▶ **Source extract**:

Wayne Swan and Kevin Rudd have squibbed on their first big economic promise.
They were going to take pressure off interest rates.
They said so, repeatedly, while in Opposition and in the lead-up to the Budget.
But last night in the Budget speech Wayne Swan made not a single claim about rates.
The nearest he came was saying that he was “working to put downward pressure on inflation”.
He hasn’t cut spending enough to ensure that the Reserve Bank won’t push up rates again. His own budget papers hold open the possibility that they will...
The papers forecast that “tighter monetary policy” will ease inflation without making clear whether they are referring merely to the tightening to date or to extra tightening to come.
There’s a hint in the budget forecasts that the Treasury does expect another interest rate hike. Its inflation forecasts are lower than those of the Reserve Bank published in its Quarterly Statement on Friday.
The Bank prepares its forecasts using the technical assumption that rates will stay steady. The Treasury is allowed to factor in the lower inflation that would result from another rate hike.
Wayne Swan has been gentle with government spending – perhaps too gentle given the importance he used to say he attached to taking pressure off mortgage rates.
Government spending will climb by 1.1 per cent in real terms. In Peter Costello’s horror 1997 budget he cut it.
The citizens of Canberra will be pleased and relieved at what Wayne Swan hasn’t done to them.
And then they will go out and spend and resume buying houses, putting pressure back on the Reserve Bank to push up rates.
The scenario will be played out (more modestly) Australia wide.
Wayne Swan has squibbed too in not personally owning all of the spending cuts that he is imposing.
Departments themselves will have to silently save $1.8 billion over the course of five years by making small cuts here, small cuts there in order to hand the government its efficiency dividend.
Wayne Swan won’t have to wear today the pain that he forcing them to impose on us.
But he is asking us to trust him.
The new $20 billion Building Australia Fund, the $10 billion Health and Hospitals Fund, and the $11 billion Education Investment Fund allow him to have his cake and it eat too.

▶ **Task to complete**: Reproduce the budget commentary word for word, starting with "Wayne Swan has been" and going on through "off mortgage rates.".

▶ **Raw data**:
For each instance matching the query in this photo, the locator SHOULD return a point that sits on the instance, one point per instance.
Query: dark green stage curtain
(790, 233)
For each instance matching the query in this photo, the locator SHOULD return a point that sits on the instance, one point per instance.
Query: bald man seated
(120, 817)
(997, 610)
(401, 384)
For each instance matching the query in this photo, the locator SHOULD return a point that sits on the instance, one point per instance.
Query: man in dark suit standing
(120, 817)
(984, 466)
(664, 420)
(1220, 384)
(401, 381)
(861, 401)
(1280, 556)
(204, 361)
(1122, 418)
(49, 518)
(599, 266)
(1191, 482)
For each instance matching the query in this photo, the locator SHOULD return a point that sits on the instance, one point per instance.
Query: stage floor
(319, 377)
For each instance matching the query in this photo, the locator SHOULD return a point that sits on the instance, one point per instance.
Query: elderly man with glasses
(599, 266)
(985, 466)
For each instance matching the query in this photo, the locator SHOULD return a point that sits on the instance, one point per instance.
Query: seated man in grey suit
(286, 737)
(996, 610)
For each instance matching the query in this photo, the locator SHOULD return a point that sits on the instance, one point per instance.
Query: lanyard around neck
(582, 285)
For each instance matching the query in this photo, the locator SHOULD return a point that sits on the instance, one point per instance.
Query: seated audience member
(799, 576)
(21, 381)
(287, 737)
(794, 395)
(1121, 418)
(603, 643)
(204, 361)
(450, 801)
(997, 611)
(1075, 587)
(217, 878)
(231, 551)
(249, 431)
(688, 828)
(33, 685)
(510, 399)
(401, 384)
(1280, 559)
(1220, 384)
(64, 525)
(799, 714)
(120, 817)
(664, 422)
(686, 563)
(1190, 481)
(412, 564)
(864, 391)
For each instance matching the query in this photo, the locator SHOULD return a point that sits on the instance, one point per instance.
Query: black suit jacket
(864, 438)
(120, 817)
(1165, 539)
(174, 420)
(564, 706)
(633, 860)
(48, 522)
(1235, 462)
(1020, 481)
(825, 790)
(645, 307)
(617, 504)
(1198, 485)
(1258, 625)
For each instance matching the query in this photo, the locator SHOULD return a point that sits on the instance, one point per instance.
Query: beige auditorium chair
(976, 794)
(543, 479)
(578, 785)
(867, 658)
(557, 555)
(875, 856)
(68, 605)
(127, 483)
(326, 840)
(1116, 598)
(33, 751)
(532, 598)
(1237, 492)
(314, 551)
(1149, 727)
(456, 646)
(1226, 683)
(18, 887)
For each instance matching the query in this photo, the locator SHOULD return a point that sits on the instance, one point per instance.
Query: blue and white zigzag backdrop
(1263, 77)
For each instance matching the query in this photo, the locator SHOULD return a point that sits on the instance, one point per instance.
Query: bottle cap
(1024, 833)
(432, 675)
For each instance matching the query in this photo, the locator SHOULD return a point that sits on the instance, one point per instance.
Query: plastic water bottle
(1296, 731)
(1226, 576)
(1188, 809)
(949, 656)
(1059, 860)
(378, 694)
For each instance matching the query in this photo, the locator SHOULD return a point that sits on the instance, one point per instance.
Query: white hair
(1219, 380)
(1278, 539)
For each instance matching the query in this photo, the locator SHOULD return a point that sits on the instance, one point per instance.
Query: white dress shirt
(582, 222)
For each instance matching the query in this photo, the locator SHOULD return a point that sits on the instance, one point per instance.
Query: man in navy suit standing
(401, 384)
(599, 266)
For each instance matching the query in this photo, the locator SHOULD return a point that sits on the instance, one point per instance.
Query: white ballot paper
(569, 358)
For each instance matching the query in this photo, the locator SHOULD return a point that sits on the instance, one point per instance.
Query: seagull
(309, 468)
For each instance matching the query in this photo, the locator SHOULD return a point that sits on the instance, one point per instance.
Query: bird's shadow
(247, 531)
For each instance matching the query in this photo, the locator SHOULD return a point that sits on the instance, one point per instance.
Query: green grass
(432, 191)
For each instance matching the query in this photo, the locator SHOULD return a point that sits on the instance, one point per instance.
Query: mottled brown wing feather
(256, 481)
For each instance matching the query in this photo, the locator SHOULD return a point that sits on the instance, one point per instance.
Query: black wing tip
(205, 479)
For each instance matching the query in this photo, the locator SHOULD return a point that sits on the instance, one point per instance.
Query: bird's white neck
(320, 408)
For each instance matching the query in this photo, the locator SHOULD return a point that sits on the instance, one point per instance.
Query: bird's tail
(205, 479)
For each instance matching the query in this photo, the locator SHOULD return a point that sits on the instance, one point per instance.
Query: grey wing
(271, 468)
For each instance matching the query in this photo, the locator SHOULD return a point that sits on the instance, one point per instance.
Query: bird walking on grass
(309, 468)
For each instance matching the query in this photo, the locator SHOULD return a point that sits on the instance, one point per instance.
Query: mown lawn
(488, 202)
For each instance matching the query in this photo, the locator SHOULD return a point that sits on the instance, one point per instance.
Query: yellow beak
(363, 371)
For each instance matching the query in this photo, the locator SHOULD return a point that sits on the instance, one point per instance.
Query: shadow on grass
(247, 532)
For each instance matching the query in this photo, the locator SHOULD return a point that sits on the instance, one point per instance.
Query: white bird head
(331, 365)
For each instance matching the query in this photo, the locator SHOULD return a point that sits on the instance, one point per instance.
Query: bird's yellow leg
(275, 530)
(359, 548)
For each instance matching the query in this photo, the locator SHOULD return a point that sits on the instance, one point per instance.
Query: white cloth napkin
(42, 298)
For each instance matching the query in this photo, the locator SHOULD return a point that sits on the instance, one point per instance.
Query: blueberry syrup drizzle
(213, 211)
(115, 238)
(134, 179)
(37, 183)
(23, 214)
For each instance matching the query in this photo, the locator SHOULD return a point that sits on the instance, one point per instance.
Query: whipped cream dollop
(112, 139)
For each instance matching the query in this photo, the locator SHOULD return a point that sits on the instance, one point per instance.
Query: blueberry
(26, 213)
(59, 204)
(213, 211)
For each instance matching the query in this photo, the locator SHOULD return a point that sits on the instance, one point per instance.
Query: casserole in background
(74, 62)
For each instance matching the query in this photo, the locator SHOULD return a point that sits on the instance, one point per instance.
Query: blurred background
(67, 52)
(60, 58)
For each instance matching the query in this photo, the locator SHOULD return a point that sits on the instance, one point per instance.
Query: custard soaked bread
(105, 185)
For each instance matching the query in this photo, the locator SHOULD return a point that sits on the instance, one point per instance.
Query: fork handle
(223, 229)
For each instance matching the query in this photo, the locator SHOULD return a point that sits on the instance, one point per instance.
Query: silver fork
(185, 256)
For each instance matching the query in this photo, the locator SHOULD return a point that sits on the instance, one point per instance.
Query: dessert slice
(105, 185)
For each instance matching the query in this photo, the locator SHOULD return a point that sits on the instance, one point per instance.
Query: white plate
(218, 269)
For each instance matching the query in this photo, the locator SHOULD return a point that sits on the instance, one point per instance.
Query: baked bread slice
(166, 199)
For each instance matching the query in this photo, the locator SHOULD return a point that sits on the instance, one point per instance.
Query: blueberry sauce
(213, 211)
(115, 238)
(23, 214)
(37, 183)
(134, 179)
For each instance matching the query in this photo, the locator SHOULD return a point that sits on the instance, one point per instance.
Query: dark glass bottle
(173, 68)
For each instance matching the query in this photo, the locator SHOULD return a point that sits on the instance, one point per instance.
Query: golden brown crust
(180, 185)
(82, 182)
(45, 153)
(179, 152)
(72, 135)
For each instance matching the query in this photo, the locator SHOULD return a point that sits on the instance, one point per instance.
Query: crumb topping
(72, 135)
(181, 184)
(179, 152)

▶ **Solution**:
Wayne Swan has been gentle with government spending – perhaps too gentle given the importance he used to say he attached to taking pressure off mortgage rates.